**What is required:** Reproduce the lines below verbatim, starting at the line that contains "target: shrub" and ending at the line that contains "M 1 44 L 1 48".

Records from a data source:
────────
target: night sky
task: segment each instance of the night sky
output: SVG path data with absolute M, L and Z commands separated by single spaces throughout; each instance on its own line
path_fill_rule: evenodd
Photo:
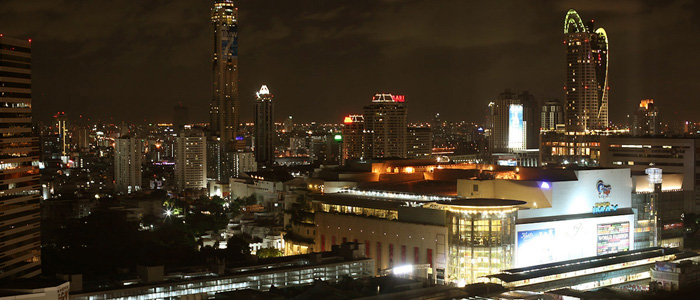
M 0 0 L 0 33 L 32 39 L 33 111 L 170 122 L 178 102 L 208 122 L 207 0 Z M 410 121 L 482 122 L 503 89 L 564 96 L 564 16 L 610 40 L 610 119 L 654 98 L 699 120 L 700 1 L 235 1 L 241 120 L 267 84 L 276 119 L 340 122 L 377 92 Z

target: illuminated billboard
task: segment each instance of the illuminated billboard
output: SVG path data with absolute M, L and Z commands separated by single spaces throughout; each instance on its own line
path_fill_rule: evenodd
M 523 106 L 521 104 L 511 104 L 508 107 L 509 149 L 525 149 L 525 126 L 523 124 Z
M 554 228 L 518 232 L 519 264 L 531 266 L 556 260 Z
M 634 214 L 515 225 L 517 268 L 634 250 Z
M 630 250 L 630 223 L 598 224 L 598 255 Z

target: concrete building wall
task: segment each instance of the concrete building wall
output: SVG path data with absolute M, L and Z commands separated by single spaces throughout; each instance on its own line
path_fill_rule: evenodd
M 369 244 L 365 255 L 375 259 L 378 269 L 404 264 L 432 262 L 436 268 L 445 268 L 444 258 L 438 261 L 439 250 L 446 249 L 447 227 L 422 225 L 386 219 L 366 218 L 316 212 L 315 245 L 317 251 L 328 251 L 343 241 Z M 334 243 L 335 241 L 335 243 Z M 392 250 L 393 248 L 393 250 Z M 405 250 L 404 250 L 405 249 Z M 393 252 L 393 255 L 392 253 Z M 428 254 L 432 257 L 428 257 Z

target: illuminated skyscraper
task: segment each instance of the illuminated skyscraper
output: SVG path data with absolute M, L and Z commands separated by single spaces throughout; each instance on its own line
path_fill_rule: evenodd
M 238 132 L 238 9 L 231 0 L 216 0 L 211 12 L 214 30 L 214 84 L 211 131 L 227 147 Z
M 114 143 L 114 187 L 120 193 L 141 190 L 141 140 L 123 136 Z
M 31 42 L 0 35 L 0 281 L 41 273 L 39 138 Z
M 183 131 L 175 143 L 175 181 L 180 191 L 207 187 L 207 145 L 203 133 Z
M 630 131 L 632 135 L 655 135 L 661 133 L 659 109 L 654 106 L 654 99 L 645 99 L 639 103 L 639 109 L 637 109 L 632 118 Z
M 549 100 L 540 106 L 540 129 L 556 130 L 557 125 L 564 124 L 564 112 L 559 100 Z
M 608 126 L 608 36 L 593 30 L 570 9 L 564 20 L 566 83 L 564 118 L 567 131 L 605 129 Z
M 58 135 L 59 141 L 61 143 L 61 156 L 68 155 L 70 152 L 70 139 L 68 138 L 68 118 L 65 112 L 58 112 L 55 116 L 56 119 L 56 134 Z
M 404 96 L 376 94 L 364 110 L 365 158 L 406 158 Z
M 506 153 L 537 148 L 539 126 L 535 123 L 535 99 L 527 91 L 520 95 L 506 89 L 491 107 L 492 153 Z
M 348 159 L 365 158 L 365 118 L 349 115 L 343 123 L 343 164 Z
M 255 100 L 255 160 L 271 166 L 275 162 L 275 103 L 266 85 Z

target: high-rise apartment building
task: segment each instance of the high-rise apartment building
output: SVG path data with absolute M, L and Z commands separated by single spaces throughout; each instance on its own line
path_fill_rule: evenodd
M 403 95 L 376 94 L 364 107 L 366 158 L 406 158 L 406 103 Z
M 608 127 L 608 35 L 570 9 L 564 19 L 567 131 Z
M 491 151 L 506 153 L 537 148 L 539 126 L 535 123 L 534 97 L 523 92 L 520 95 L 505 90 L 490 105 Z
M 540 106 L 540 129 L 556 130 L 557 125 L 564 124 L 564 110 L 559 100 L 549 100 Z
M 343 120 L 343 163 L 365 158 L 365 118 L 349 115 Z
M 31 42 L 0 35 L 0 280 L 41 273 L 39 138 Z
M 182 103 L 173 108 L 173 128 L 182 130 L 185 125 L 190 122 L 190 110 L 187 106 L 182 106 Z
M 68 137 L 68 117 L 65 112 L 58 112 L 53 116 L 56 125 L 56 134 L 61 143 L 61 156 L 66 156 L 70 152 L 70 139 Z
M 114 188 L 119 193 L 141 190 L 141 140 L 123 136 L 114 143 Z
M 228 147 L 238 132 L 238 9 L 231 0 L 216 0 L 211 11 L 214 30 L 213 99 L 210 129 Z
M 175 181 L 180 191 L 207 187 L 207 147 L 204 133 L 183 131 L 177 137 Z
M 261 165 L 275 162 L 275 102 L 266 85 L 260 87 L 255 100 L 255 159 Z
M 654 99 L 645 99 L 639 103 L 639 108 L 632 116 L 632 135 L 655 135 L 661 133 L 659 109 L 654 105 Z
M 430 127 L 408 127 L 406 156 L 430 158 L 433 154 L 433 135 Z
M 228 152 L 227 158 L 231 166 L 231 177 L 240 178 L 243 173 L 258 171 L 258 164 L 253 152 Z

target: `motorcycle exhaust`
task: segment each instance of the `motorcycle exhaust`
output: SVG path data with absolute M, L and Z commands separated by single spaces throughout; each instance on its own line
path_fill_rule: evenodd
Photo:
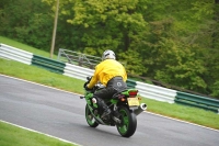
M 135 111 L 134 111 L 134 113 L 136 114 L 136 115 L 138 115 L 138 114 L 140 114 L 141 112 L 143 112 L 143 111 L 146 111 L 147 110 L 147 104 L 146 103 L 141 103 L 139 106 L 138 106 L 138 109 L 136 109 Z

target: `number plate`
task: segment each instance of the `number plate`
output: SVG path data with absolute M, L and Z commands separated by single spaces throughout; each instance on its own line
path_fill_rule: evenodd
M 128 98 L 128 105 L 129 106 L 138 106 L 139 105 L 139 101 L 138 98 Z

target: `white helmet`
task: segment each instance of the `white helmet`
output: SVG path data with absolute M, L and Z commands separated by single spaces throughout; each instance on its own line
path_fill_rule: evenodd
M 105 59 L 116 59 L 115 53 L 111 49 L 107 49 L 103 53 L 102 60 Z

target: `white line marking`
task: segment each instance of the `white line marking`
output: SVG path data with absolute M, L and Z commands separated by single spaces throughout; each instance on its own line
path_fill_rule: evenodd
M 195 125 L 195 126 L 199 126 L 199 127 L 204 127 L 204 128 L 208 128 L 208 130 L 211 130 L 211 131 L 219 132 L 219 130 L 211 128 L 211 127 L 207 127 L 207 126 L 203 126 L 203 125 L 198 125 L 198 124 L 194 124 L 194 123 L 191 123 L 191 122 L 187 122 L 187 121 L 183 121 L 183 120 L 177 120 L 177 119 L 173 119 L 173 117 L 164 116 L 164 115 L 161 115 L 161 114 L 158 114 L 158 113 L 148 112 L 148 111 L 145 111 L 145 112 L 146 112 L 146 113 L 149 113 L 149 114 L 157 115 L 157 116 L 161 116 L 161 117 L 165 117 L 165 119 L 170 119 L 170 120 L 178 121 L 178 122 L 182 122 L 182 123 L 186 123 L 186 124 L 191 124 L 191 125 Z
M 59 138 L 59 137 L 56 137 L 56 136 L 53 136 L 53 135 L 48 135 L 48 134 L 45 134 L 45 133 L 41 133 L 41 132 L 38 132 L 38 131 L 34 131 L 34 130 L 31 130 L 31 128 L 27 128 L 27 127 L 24 127 L 24 126 L 20 126 L 20 125 L 16 125 L 16 124 L 13 124 L 13 123 L 10 123 L 10 122 L 7 122 L 7 121 L 0 120 L 0 122 L 7 123 L 7 124 L 10 124 L 10 125 L 13 125 L 13 126 L 16 126 L 16 127 L 20 127 L 20 128 L 30 131 L 30 132 L 34 132 L 34 133 L 37 133 L 37 134 L 42 134 L 42 135 L 45 135 L 45 136 L 48 136 L 48 137 L 51 137 L 51 138 L 56 138 L 56 139 L 58 139 L 58 141 L 65 142 L 65 143 L 73 144 L 73 145 L 77 145 L 77 146 L 82 146 L 82 145 L 72 143 L 72 142 L 70 142 L 70 141 L 66 141 L 66 139 L 62 139 L 62 138 Z
M 79 94 L 79 93 L 73 93 L 73 92 L 65 91 L 65 90 L 61 90 L 61 89 L 57 89 L 57 88 L 54 88 L 54 87 L 48 87 L 48 86 L 39 85 L 39 83 L 32 82 L 32 81 L 27 81 L 27 80 L 24 80 L 24 79 L 19 79 L 19 78 L 15 78 L 15 77 L 10 77 L 10 76 L 5 76 L 5 75 L 1 75 L 1 74 L 0 74 L 0 76 L 4 76 L 4 77 L 12 78 L 12 79 L 16 79 L 16 80 L 26 81 L 26 82 L 30 82 L 30 83 L 34 83 L 34 85 L 38 85 L 38 86 L 51 88 L 51 89 L 55 89 L 55 90 L 59 90 L 59 91 L 64 91 L 64 92 L 68 92 L 68 93 L 77 94 L 77 96 L 82 96 L 82 94 Z M 152 112 L 148 112 L 148 111 L 145 111 L 145 112 L 150 113 L 150 114 L 153 114 L 153 115 L 162 116 L 162 117 L 165 117 L 165 119 L 170 119 L 170 120 L 174 120 L 174 121 L 178 121 L 178 122 L 183 122 L 183 123 L 187 123 L 187 124 L 192 124 L 192 125 L 195 125 L 195 126 L 199 126 L 199 127 L 204 127 L 204 128 L 208 128 L 208 130 L 211 130 L 211 131 L 219 132 L 219 130 L 215 130 L 215 128 L 211 128 L 211 127 L 207 127 L 207 126 L 194 124 L 194 123 L 186 122 L 186 121 L 183 121 L 183 120 L 177 120 L 177 119 L 164 116 L 164 115 L 157 114 L 157 113 L 152 113 Z

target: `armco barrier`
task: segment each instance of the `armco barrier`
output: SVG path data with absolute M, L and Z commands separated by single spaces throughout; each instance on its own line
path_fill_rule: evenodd
M 27 65 L 39 66 L 48 70 L 64 74 L 65 76 L 70 76 L 84 81 L 88 76 L 92 76 L 94 72 L 94 70 L 92 69 L 33 55 L 32 53 L 4 44 L 0 44 L 0 57 L 18 60 Z M 211 110 L 215 112 L 219 109 L 218 100 L 189 94 L 185 92 L 177 92 L 175 90 L 152 86 L 139 81 L 134 81 L 130 79 L 127 80 L 127 85 L 129 88 L 138 89 L 139 94 L 143 98 L 154 99 L 158 101 L 164 101 L 169 103 L 183 103 L 187 105 Z
M 43 67 L 53 72 L 64 74 L 65 63 L 34 55 L 32 58 L 32 65 Z
M 66 63 L 64 75 L 87 81 L 88 76 L 93 76 L 94 70 Z
M 174 99 L 176 97 L 175 90 L 171 90 L 171 89 L 166 89 L 166 88 L 162 88 L 162 87 L 158 87 L 153 85 L 148 85 L 148 83 L 139 82 L 139 81 L 137 81 L 136 89 L 138 89 L 139 94 L 145 98 L 169 102 L 169 103 L 174 103 Z
M 12 46 L 8 46 L 5 44 L 0 44 L 0 57 L 31 65 L 33 54 Z
M 175 102 L 180 104 L 186 104 L 192 106 L 201 108 L 219 113 L 219 100 L 200 97 L 196 94 L 177 92 Z

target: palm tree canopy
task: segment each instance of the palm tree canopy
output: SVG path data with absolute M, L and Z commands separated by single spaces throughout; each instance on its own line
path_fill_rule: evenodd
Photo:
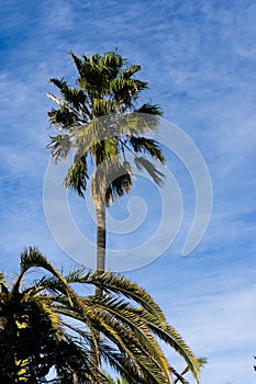
M 136 167 L 160 183 L 162 172 L 145 155 L 159 163 L 165 158 L 158 143 L 145 134 L 157 127 L 162 111 L 151 103 L 137 104 L 141 92 L 148 88 L 146 81 L 135 78 L 141 67 L 127 66 L 116 52 L 81 58 L 71 54 L 71 57 L 78 70 L 76 87 L 54 78 L 51 82 L 58 88 L 60 97 L 48 93 L 58 104 L 48 112 L 49 122 L 59 131 L 51 136 L 48 148 L 56 161 L 76 148 L 65 185 L 84 196 L 90 159 L 96 167 L 92 196 L 109 205 L 131 190 L 132 167 L 125 153 L 133 154 Z
M 34 268 L 47 274 L 25 285 L 24 274 Z M 84 268 L 63 275 L 29 248 L 12 286 L 3 276 L 0 284 L 0 372 L 7 384 L 13 377 L 44 383 L 52 368 L 56 383 L 110 383 L 91 357 L 92 346 L 124 382 L 174 383 L 158 340 L 181 355 L 199 382 L 200 360 L 146 291 L 122 275 Z M 84 295 L 88 285 L 102 296 Z

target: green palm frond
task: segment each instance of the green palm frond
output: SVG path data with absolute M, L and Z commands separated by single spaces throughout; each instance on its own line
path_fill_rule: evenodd
M 152 163 L 151 161 L 148 161 L 144 157 L 136 157 L 134 161 L 135 161 L 135 165 L 137 166 L 137 168 L 140 170 L 145 169 L 147 171 L 147 173 L 152 177 L 152 179 L 154 180 L 154 182 L 157 185 L 162 185 L 163 184 L 164 173 L 160 172 L 154 166 L 154 163 Z

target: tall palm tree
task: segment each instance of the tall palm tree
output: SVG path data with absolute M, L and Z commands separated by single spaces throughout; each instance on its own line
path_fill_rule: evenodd
M 105 207 L 116 196 L 131 190 L 132 168 L 125 153 L 134 155 L 135 165 L 144 168 L 156 183 L 162 172 L 144 156 L 159 163 L 165 158 L 154 139 L 145 137 L 155 129 L 162 111 L 157 105 L 137 105 L 140 94 L 148 88 L 146 81 L 134 77 L 141 70 L 137 65 L 126 66 L 126 60 L 116 52 L 104 55 L 71 54 L 78 70 L 77 86 L 65 80 L 51 79 L 60 91 L 60 97 L 48 93 L 58 109 L 48 112 L 49 122 L 57 127 L 48 148 L 57 161 L 65 158 L 74 145 L 77 150 L 74 163 L 65 179 L 65 185 L 84 196 L 92 160 L 91 193 L 97 216 L 97 270 L 105 270 Z M 144 117 L 143 117 L 144 116 Z
M 25 285 L 24 274 L 34 268 L 46 275 Z M 98 286 L 102 295 L 81 294 L 85 285 Z M 97 359 L 101 355 L 124 382 L 172 384 L 172 369 L 158 340 L 181 355 L 199 382 L 199 360 L 145 290 L 124 276 L 85 269 L 63 275 L 35 248 L 22 252 L 21 270 L 11 286 L 1 276 L 4 384 L 45 383 L 53 368 L 55 383 L 109 384 L 91 357 L 92 346 Z

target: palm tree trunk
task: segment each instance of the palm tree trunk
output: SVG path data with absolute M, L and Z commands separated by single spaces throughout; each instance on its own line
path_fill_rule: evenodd
M 97 217 L 97 271 L 105 270 L 105 204 L 98 203 L 96 206 Z
M 105 204 L 98 203 L 96 205 L 96 218 L 97 218 L 97 271 L 104 272 L 105 270 Z M 102 289 L 96 287 L 96 296 L 102 296 Z M 100 334 L 96 335 L 96 345 L 91 349 L 91 359 L 96 365 L 100 366 L 99 354 L 99 338 Z

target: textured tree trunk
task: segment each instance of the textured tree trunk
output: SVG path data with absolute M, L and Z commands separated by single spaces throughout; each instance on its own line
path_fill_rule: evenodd
M 105 270 L 105 205 L 96 206 L 97 216 L 97 271 Z
M 96 205 L 96 218 L 97 218 L 97 272 L 104 272 L 105 270 L 105 204 L 98 203 Z M 101 287 L 96 287 L 96 296 L 102 296 Z M 99 354 L 99 339 L 100 334 L 96 334 L 96 346 L 91 349 L 92 361 L 100 366 Z

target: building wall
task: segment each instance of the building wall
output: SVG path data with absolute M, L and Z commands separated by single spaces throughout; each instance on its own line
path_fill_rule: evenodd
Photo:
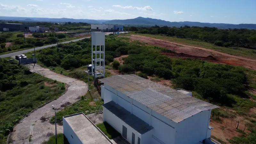
M 68 123 L 63 117 L 63 132 L 70 144 L 83 144 L 83 143 L 76 134 L 75 132 L 68 124 Z
M 177 124 L 175 143 L 197 144 L 207 138 L 211 111 L 206 110 L 196 114 Z
M 107 122 L 110 125 L 113 127 L 116 130 L 121 134 L 123 132 L 123 126 L 124 125 L 127 128 L 127 139 L 126 140 L 130 143 L 132 143 L 132 133 L 135 135 L 135 144 L 138 144 L 138 137 L 140 138 L 141 144 L 147 144 L 147 143 L 141 143 L 141 135 L 139 134 L 135 131 L 121 121 L 117 117 L 107 110 L 105 108 L 103 108 L 103 121 Z
M 39 28 L 29 27 L 28 28 L 28 30 L 31 32 L 36 32 L 39 33 L 40 32 Z

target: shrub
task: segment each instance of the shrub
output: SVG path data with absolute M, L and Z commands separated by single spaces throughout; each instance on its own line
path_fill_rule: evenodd
M 34 46 L 34 45 L 31 44 L 23 44 L 20 47 L 20 49 L 23 49 L 28 47 L 32 47 Z
M 120 65 L 118 67 L 118 69 L 119 71 L 125 73 L 131 73 L 134 72 L 135 70 L 131 65 L 128 64 Z
M 1 44 L 1 48 L 2 49 L 3 49 L 5 48 L 5 43 L 2 43 Z
M 223 44 L 221 41 L 217 41 L 214 43 L 214 44 L 215 45 L 219 46 L 223 46 Z
M 40 33 L 34 33 L 32 34 L 32 36 L 37 38 L 44 37 L 44 34 Z
M 0 36 L 0 43 L 5 43 L 6 38 L 4 36 Z
M 57 34 L 57 37 L 58 38 L 63 38 L 66 37 L 66 35 L 64 34 L 59 33 Z
M 114 68 L 117 69 L 118 69 L 119 66 L 120 65 L 120 63 L 117 60 L 114 60 L 113 63 L 112 63 L 112 65 Z
M 194 88 L 194 80 L 190 77 L 178 77 L 172 80 L 175 89 L 181 88 L 186 90 L 193 90 Z
M 17 35 L 16 36 L 18 37 L 23 37 L 24 36 L 24 35 L 23 34 L 20 34 Z

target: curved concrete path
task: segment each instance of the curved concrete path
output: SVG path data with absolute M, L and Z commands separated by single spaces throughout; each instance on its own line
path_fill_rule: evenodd
M 87 84 L 82 81 L 56 74 L 37 64 L 33 69 L 33 65 L 28 65 L 31 71 L 65 83 L 68 87 L 67 92 L 60 98 L 38 108 L 18 124 L 11 133 L 10 143 L 47 143 L 45 142 L 49 138 L 55 133 L 54 125 L 49 122 L 51 117 L 54 115 L 52 106 L 54 105 L 58 111 L 60 110 L 65 107 L 61 107 L 62 105 L 69 105 L 76 102 L 81 96 L 86 93 L 88 90 Z M 63 126 L 57 125 L 57 132 L 63 133 Z

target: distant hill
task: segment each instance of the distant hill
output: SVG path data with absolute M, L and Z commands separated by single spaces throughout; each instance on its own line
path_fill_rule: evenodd
M 138 17 L 133 19 L 127 20 L 114 20 L 106 21 L 105 23 L 121 25 L 132 25 L 153 26 L 156 25 L 159 26 L 167 26 L 170 27 L 180 27 L 185 26 L 197 26 L 200 27 L 215 27 L 219 28 L 248 28 L 256 29 L 256 24 L 239 24 L 235 25 L 225 23 L 211 23 L 191 21 L 171 22 L 161 20 Z
M 100 22 L 104 22 L 108 20 L 101 20 L 99 21 L 94 20 L 88 19 L 74 19 L 68 18 L 29 18 L 24 17 L 13 17 L 0 16 L 0 20 L 12 20 L 12 21 L 38 21 L 44 22 L 86 22 L 90 23 L 99 23 Z
M 239 24 L 235 25 L 225 23 L 211 23 L 191 21 L 172 22 L 148 18 L 138 17 L 133 19 L 127 20 L 90 20 L 88 19 L 74 19 L 68 18 L 29 18 L 0 16 L 0 20 L 30 22 L 45 22 L 64 23 L 70 21 L 72 22 L 86 22 L 91 24 L 103 23 L 124 25 L 151 26 L 156 25 L 159 26 L 167 26 L 170 27 L 180 27 L 184 26 L 197 26 L 200 27 L 215 27 L 218 28 L 247 28 L 256 29 L 256 24 Z

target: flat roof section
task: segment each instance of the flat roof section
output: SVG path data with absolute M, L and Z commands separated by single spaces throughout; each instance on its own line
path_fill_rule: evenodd
M 82 113 L 64 118 L 83 143 L 111 144 Z

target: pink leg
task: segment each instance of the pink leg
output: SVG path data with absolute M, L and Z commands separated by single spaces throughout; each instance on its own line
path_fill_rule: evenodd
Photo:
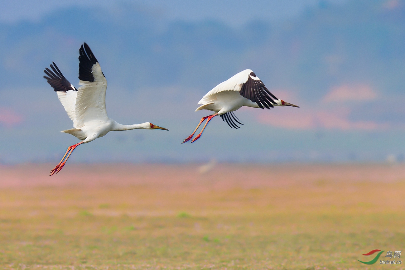
M 202 132 L 204 131 L 204 129 L 205 128 L 205 127 L 207 126 L 207 124 L 208 123 L 208 122 L 209 122 L 209 121 L 211 119 L 212 119 L 215 117 L 217 115 L 218 115 L 218 113 L 217 113 L 213 114 L 211 115 L 210 115 L 208 117 L 208 119 L 207 120 L 207 122 L 205 122 L 205 124 L 204 125 L 204 127 L 202 128 L 202 129 L 201 130 L 201 131 L 199 133 L 198 133 L 198 134 L 196 136 L 196 137 L 191 140 L 192 142 L 195 142 L 195 141 L 197 140 L 198 140 L 198 138 L 201 136 L 201 134 L 202 134 Z
M 200 127 L 200 125 L 201 124 L 201 123 L 204 122 L 204 121 L 205 120 L 209 117 L 210 116 L 211 116 L 211 115 L 208 115 L 208 116 L 206 116 L 205 117 L 203 117 L 202 118 L 201 118 L 201 119 L 200 120 L 200 123 L 198 123 L 198 125 L 197 125 L 197 127 L 196 128 L 196 129 L 194 130 L 194 131 L 193 132 L 193 133 L 192 133 L 191 135 L 190 135 L 190 136 L 189 136 L 186 138 L 184 139 L 184 141 L 183 141 L 183 142 L 182 142 L 181 143 L 184 143 L 186 142 L 188 142 L 190 140 L 191 140 L 191 138 L 193 138 L 193 136 L 194 136 L 194 134 L 196 133 L 196 131 L 197 131 L 197 130 L 198 129 L 198 128 Z
M 49 176 L 53 175 L 55 172 L 56 173 L 59 172 L 60 170 L 62 169 L 62 168 L 63 168 L 63 166 L 65 166 L 65 164 L 66 163 L 66 161 L 68 160 L 68 159 L 69 158 L 69 157 L 70 156 L 72 153 L 73 153 L 73 150 L 74 150 L 78 146 L 80 145 L 82 143 L 83 143 L 83 141 L 80 142 L 78 142 L 75 145 L 70 145 L 68 147 L 68 150 L 66 151 L 66 153 L 65 153 L 65 155 L 63 156 L 63 157 L 62 158 L 62 160 L 60 161 L 60 162 L 59 162 L 59 164 L 56 165 L 55 167 L 53 168 L 51 171 L 51 174 Z M 66 155 L 67 155 L 67 156 L 66 156 Z M 65 157 L 66 157 L 66 159 L 65 159 Z

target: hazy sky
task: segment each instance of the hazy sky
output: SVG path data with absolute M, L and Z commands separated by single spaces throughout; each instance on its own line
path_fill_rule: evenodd
M 343 3 L 346 0 L 330 0 Z M 0 20 L 15 22 L 21 19 L 38 20 L 58 9 L 70 6 L 109 7 L 121 2 L 133 3 L 146 9 L 161 12 L 169 19 L 198 20 L 214 18 L 238 25 L 252 19 L 278 20 L 296 16 L 320 0 L 15 0 L 3 1 Z
M 404 1 L 128 3 L 2 3 L 0 162 L 57 162 L 78 141 L 60 132 L 72 122 L 43 76 L 54 61 L 78 87 L 84 41 L 108 81 L 109 116 L 170 131 L 111 132 L 70 162 L 403 159 Z M 194 112 L 204 94 L 248 68 L 300 108 L 243 108 L 240 129 L 215 118 L 181 144 L 210 114 Z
────────
**Expected output:**
target: shrub
task: segment each instance of the shrub
output: SVG path data with absolute M, L and Z commands separated by single spaces throughout; each instance on its own line
path_fill_rule: evenodd
M 34 46 L 34 45 L 31 44 L 23 44 L 20 47 L 20 49 L 23 49 L 28 47 L 32 47 Z
M 120 65 L 118 67 L 118 69 L 119 71 L 125 73 L 131 73 L 134 72 L 135 70 L 131 65 L 128 64 Z
M 1 44 L 1 48 L 2 49 L 3 49 L 5 48 L 5 43 L 2 43 Z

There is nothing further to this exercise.